:: SUPPLIED DATA

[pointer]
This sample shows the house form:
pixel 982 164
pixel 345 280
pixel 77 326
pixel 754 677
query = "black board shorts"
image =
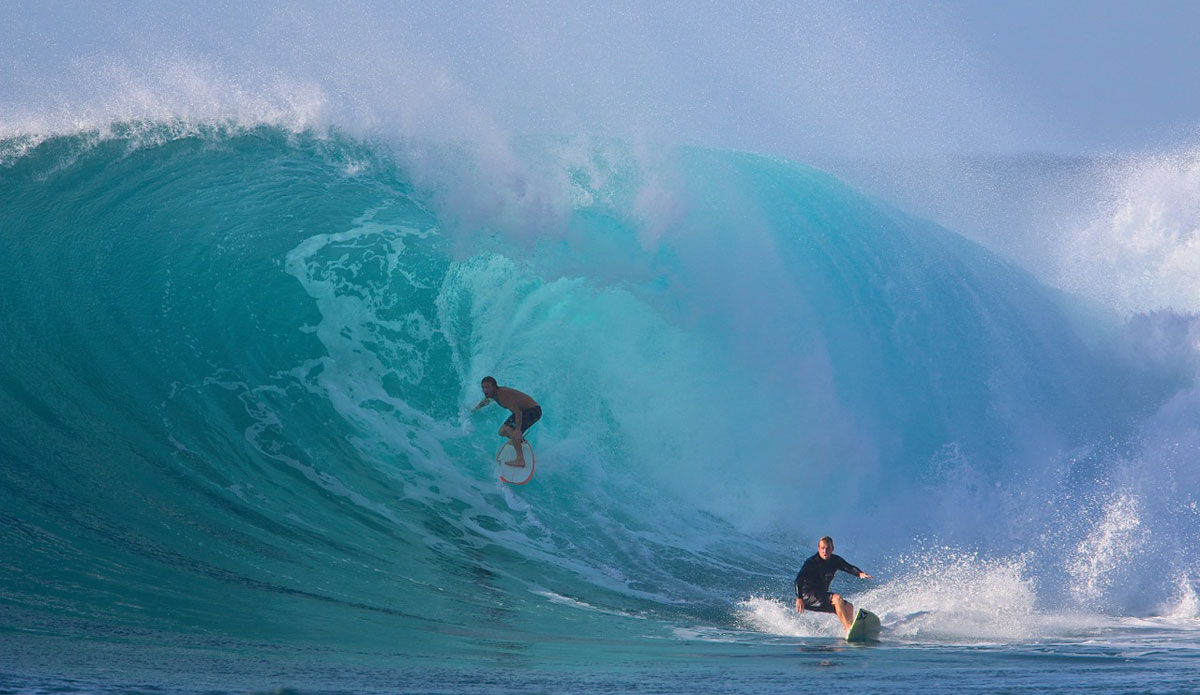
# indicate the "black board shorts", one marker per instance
pixel 528 417
pixel 819 603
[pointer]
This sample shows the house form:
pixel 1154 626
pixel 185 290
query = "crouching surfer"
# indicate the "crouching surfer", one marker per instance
pixel 525 413
pixel 814 579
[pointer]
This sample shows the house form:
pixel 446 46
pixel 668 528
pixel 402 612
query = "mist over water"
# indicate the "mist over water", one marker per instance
pixel 256 261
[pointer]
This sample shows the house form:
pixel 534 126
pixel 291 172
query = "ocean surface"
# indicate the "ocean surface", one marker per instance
pixel 237 449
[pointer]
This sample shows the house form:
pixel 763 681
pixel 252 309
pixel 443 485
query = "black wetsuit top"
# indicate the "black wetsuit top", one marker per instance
pixel 815 576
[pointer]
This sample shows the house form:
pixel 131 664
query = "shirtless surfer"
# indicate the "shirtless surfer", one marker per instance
pixel 814 579
pixel 525 413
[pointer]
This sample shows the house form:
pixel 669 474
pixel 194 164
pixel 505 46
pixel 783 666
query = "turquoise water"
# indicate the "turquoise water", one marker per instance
pixel 238 365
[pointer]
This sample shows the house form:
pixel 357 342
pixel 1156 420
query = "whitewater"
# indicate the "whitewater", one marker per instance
pixel 240 346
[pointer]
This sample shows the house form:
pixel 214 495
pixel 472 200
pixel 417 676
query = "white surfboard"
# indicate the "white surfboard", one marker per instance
pixel 515 474
pixel 864 628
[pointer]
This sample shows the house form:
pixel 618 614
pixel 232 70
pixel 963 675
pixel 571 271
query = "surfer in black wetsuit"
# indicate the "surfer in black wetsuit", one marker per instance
pixel 814 579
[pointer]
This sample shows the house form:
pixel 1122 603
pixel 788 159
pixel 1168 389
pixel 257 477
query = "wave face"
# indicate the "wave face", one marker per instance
pixel 238 365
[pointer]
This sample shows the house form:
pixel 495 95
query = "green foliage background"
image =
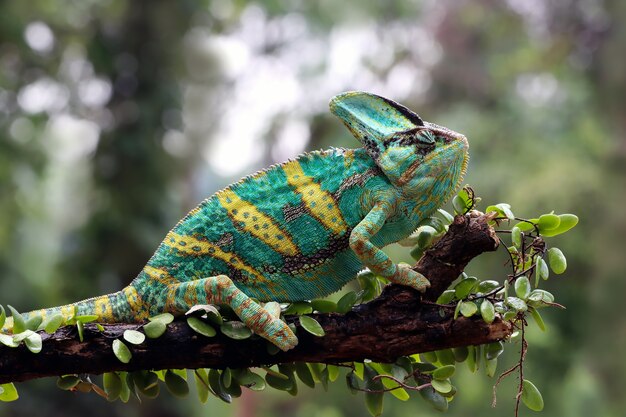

::::

◆ **TASK TO COMPLETE**
Copy all of the entries above line for line, with no changes, and leave out the pictures.

◆ **EXPECTED OUTPUT**
[pointer]
This sample shows the house form:
pixel 982 164
pixel 345 280
pixel 77 326
pixel 754 677
query = "black board shorts"
image =
# indicate the "black board shorts", one marker per instance
pixel 528 417
pixel 819 603
[pointer]
This sample shows the house form:
pixel 1154 626
pixel 185 290
query = "crouching surfer"
# indicate the "crouching surfer", one marker per instance
pixel 525 413
pixel 814 579
[pointer]
This sample shows the house form:
pixel 446 46
pixel 668 528
pixel 402 612
query = "mist over water"
# indicate the "mist over water", one marker per instance
pixel 256 261
[pointer]
This sample shows the house form:
pixel 534 126
pixel 291 172
query = "ocean surface"
# indicate the "ocean surface", one marker per instance
pixel 237 449
[pointer]
This sample shows the house form:
pixel 763 681
pixel 252 309
pixel 443 485
query = "black wetsuit top"
# indicate the "black wetsuit top", one marker per instance
pixel 815 576
[pointer]
This sample shows the house form:
pixel 131 664
query = "shirtless surfer"
# indicate the "shirtless surfer", one marker per instance
pixel 814 579
pixel 525 413
[pointer]
This sample shows the house form:
pixel 669 474
pixel 194 164
pixel 505 46
pixel 783 666
query = "turquoise water"
# indicate the "turquoise water", one marker per instance
pixel 238 365
[pointer]
This sample shows the house form:
pixel 357 342
pixel 1156 420
query = "whitewater"
# indicate the "whitewater", one marker per instance
pixel 240 346
[pointer]
This sample shows the house form:
pixel 214 495
pixel 472 200
pixel 417 676
query = "white surfboard"
# indicate the "white surfboard", one marker per instance
pixel 515 474
pixel 864 628
[pointer]
This sample shows the house form:
pixel 618 614
pixel 232 70
pixel 963 675
pixel 571 271
query = "surfer in black wetsuit"
# indicate the "surfer in black wetsuit", one marker per instance
pixel 814 579
[pointer]
This sample shows the house form:
pixel 1122 603
pixel 788 159
pixel 1168 389
pixel 257 477
query = "wave face"
# indicate the "wave face", one marker per instance
pixel 238 365
[pointer]
This sample shows the house form:
pixel 495 95
query = "green foliage background"
image =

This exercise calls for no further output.